> **Source passage**
—————
We conducted a cross-sectional study between 10 January and 9 April 2012 to estimate the seroprevalence of M. tuberculosis infection in all 63 captive elephants in six locations (zoos and elephant conservation centres) across Peninsular Malaysia. Only 58 elephants that were approachable and allowed handling, without imposing significant risk to both elephants and handlers were sampled. At the same time, blood samples from elephant handlers (zoo keepers and workers, veterinary staff and mahouts) who gave informed consent for participation in the study were collected to estimate the extent of human exposure to TB. Only those with direct contact with elephants were screened. The Animal Care and Use Committee at the University Putra Malaysia and Department of Wildlife and National Parks Malaysia (DWNP) granted approval for the study on captive Asian elephants while the Medical Ethical Committee from the University Malaya Medical Centre granted approval for the study on elephant handlers.
—————
> **Work item**
Please answer from the elephant study passage: how many of the captive elephants were actually sampled?

> **Dataset extract**
—————
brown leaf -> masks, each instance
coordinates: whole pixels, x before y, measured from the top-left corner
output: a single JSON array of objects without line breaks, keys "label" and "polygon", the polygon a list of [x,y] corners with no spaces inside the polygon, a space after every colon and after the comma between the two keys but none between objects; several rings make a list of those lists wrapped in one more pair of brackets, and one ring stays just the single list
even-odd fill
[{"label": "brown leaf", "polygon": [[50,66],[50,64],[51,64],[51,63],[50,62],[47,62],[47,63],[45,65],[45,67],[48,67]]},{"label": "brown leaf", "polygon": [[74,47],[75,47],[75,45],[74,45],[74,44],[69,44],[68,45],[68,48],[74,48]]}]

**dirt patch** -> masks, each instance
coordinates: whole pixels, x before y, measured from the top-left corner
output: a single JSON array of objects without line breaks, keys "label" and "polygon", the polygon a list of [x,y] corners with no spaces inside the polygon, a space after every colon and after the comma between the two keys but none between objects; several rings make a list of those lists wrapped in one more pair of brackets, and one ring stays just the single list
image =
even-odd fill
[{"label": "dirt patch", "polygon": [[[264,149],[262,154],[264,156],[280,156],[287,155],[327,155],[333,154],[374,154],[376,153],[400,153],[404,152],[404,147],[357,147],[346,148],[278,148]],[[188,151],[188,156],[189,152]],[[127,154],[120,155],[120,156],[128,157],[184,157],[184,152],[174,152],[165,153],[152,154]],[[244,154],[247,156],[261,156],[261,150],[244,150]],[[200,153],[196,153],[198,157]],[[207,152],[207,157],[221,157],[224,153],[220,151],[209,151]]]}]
—————
> **Expected answer**
58 elephants.